** START SUPPLIED ENTRIES **

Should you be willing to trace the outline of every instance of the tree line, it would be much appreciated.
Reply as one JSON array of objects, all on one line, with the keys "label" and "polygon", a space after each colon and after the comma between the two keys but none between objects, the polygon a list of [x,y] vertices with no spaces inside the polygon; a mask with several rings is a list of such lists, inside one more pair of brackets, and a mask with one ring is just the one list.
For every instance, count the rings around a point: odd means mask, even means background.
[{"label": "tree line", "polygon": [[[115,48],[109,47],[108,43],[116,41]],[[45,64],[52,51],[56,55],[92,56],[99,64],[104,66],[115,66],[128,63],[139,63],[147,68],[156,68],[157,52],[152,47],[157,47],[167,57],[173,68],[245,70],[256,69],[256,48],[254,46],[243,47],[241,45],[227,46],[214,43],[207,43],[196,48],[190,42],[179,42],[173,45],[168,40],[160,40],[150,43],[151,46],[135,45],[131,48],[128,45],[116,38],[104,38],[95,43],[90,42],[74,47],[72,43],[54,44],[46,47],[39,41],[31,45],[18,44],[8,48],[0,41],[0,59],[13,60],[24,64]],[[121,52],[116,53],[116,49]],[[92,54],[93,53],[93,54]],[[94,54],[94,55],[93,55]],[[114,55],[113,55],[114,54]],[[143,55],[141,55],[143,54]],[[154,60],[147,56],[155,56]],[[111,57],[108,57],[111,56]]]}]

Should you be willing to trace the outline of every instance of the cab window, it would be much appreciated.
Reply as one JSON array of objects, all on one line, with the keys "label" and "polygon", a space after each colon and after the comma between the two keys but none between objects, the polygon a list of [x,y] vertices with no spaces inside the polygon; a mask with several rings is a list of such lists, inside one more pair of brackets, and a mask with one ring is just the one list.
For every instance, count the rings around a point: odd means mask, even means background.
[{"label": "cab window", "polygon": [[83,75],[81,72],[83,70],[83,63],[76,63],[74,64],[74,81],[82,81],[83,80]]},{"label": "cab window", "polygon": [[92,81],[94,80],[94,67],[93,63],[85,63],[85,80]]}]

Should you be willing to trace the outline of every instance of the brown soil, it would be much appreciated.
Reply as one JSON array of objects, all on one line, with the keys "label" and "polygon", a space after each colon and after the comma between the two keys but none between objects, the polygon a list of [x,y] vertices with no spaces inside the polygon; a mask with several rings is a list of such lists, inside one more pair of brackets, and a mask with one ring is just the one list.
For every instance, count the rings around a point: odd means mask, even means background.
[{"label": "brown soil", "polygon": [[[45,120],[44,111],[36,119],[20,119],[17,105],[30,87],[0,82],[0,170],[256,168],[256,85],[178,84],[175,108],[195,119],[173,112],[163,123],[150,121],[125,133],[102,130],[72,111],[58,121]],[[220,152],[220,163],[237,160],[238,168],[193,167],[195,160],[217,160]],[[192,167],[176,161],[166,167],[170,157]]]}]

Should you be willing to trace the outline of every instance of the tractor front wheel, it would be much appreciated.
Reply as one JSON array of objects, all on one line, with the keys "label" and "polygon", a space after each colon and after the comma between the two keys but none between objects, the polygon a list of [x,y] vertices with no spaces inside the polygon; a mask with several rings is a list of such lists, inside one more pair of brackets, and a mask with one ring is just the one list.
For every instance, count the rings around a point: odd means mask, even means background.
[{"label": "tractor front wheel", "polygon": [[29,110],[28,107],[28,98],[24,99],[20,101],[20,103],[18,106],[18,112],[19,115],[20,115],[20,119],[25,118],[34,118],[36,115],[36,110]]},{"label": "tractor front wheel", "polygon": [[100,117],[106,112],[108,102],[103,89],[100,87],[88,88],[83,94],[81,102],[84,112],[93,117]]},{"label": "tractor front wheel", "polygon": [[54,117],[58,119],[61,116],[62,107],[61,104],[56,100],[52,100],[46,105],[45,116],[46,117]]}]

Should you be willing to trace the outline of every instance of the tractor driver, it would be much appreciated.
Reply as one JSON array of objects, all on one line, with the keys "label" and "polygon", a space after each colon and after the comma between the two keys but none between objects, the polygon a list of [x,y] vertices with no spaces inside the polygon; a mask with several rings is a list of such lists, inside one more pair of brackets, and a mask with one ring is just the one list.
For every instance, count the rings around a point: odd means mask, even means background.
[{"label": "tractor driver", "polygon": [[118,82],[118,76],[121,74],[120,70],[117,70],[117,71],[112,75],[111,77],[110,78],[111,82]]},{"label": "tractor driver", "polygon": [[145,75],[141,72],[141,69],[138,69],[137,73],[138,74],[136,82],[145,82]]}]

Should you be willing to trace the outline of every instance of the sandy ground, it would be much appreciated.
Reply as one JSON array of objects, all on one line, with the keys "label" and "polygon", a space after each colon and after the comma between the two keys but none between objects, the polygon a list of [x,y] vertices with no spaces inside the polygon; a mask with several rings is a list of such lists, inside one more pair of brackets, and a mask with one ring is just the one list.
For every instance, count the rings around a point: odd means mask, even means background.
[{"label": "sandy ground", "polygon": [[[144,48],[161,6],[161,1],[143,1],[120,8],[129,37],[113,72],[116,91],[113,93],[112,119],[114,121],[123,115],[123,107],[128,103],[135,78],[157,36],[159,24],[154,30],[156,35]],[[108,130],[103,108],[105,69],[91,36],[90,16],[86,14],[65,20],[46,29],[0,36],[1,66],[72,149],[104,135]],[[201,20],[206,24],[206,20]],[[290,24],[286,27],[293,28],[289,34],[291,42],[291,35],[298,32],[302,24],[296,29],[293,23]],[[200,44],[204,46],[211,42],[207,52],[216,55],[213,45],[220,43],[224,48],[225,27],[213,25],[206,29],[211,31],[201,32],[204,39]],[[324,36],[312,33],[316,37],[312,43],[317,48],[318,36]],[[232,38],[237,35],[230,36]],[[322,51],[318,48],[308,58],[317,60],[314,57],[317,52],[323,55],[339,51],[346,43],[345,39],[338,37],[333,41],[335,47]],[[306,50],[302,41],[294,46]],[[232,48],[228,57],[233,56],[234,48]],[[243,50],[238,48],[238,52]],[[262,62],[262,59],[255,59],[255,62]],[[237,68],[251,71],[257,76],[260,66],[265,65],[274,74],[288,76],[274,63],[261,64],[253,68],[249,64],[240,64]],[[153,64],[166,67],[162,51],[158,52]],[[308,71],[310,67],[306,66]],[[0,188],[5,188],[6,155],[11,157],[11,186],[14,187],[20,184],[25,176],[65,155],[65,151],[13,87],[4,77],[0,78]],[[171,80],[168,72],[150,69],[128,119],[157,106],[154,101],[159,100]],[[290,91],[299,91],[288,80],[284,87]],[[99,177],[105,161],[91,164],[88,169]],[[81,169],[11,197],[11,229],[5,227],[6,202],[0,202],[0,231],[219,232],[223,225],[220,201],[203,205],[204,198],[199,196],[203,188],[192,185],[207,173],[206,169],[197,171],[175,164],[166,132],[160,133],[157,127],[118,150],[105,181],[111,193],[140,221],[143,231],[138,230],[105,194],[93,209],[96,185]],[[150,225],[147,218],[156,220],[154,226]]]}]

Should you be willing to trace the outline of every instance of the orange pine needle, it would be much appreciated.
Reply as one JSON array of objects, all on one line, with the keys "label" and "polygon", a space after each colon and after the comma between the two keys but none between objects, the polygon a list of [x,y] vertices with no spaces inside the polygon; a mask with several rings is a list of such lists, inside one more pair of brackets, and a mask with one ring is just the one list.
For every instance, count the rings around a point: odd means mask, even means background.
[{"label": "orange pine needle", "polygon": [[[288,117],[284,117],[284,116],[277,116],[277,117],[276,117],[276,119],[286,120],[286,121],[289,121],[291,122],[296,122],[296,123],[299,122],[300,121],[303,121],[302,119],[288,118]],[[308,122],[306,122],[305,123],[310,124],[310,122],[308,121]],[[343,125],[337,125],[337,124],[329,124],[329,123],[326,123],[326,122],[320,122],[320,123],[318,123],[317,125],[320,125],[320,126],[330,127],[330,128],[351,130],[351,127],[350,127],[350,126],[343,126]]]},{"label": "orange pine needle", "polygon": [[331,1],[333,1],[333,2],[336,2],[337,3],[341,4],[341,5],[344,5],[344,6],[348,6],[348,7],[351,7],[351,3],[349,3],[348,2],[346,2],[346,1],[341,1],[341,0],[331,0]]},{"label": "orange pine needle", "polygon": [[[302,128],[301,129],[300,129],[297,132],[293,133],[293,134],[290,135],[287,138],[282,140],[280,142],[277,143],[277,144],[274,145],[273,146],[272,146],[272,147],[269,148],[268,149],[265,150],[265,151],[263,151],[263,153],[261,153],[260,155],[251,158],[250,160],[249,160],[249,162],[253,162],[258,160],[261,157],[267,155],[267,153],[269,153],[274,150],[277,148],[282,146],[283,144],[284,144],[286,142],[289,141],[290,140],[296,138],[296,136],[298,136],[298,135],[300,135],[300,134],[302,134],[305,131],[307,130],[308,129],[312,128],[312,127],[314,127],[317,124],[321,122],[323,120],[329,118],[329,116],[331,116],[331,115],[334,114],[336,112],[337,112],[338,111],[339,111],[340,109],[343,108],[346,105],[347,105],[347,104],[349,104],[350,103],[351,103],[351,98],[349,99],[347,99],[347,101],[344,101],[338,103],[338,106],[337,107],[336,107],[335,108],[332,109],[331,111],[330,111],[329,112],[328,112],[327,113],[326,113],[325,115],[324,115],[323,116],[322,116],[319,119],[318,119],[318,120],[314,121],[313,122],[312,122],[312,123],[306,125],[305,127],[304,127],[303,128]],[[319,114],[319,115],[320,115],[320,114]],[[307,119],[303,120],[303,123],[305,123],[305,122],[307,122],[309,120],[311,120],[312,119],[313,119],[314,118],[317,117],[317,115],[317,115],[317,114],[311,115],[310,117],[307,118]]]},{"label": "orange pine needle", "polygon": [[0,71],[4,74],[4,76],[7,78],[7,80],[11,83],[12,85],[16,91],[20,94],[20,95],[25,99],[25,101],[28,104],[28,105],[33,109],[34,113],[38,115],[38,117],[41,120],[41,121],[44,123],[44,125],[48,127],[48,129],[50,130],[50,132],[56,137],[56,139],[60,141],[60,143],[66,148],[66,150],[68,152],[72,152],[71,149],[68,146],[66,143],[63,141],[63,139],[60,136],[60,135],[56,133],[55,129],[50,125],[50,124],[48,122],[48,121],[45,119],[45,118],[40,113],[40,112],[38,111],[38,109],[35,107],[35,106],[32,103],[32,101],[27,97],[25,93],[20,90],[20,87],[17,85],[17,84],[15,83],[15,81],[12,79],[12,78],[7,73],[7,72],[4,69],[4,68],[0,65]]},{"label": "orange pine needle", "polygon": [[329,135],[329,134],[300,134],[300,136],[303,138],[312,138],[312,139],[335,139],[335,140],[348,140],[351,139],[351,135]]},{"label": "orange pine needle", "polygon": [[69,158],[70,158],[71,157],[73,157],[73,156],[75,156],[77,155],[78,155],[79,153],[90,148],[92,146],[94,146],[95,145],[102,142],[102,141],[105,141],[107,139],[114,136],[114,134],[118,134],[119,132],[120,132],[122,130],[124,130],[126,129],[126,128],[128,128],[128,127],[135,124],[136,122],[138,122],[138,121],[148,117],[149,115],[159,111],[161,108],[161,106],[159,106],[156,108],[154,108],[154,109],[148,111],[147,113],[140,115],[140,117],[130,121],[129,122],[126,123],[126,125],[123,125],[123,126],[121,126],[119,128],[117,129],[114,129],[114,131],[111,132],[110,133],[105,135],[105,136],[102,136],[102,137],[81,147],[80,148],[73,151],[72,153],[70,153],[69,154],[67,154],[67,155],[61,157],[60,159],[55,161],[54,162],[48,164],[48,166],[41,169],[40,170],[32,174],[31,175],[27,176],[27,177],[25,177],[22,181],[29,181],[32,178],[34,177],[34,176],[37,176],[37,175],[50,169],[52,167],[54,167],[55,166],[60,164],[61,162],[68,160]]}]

** END SUPPLIED ENTRIES **

### PROBLEM
Find every line in the entries above that contains the word "window", and copy each of those lines.

### RESPONSE
Should you be willing to trace the outline of every instance of the cab window, it would be much appreciated.
[{"label": "cab window", "polygon": [[83,75],[81,72],[83,70],[83,63],[76,63],[74,64],[74,81],[82,81],[83,80]]},{"label": "cab window", "polygon": [[92,81],[94,80],[94,67],[93,63],[85,63],[85,80]]}]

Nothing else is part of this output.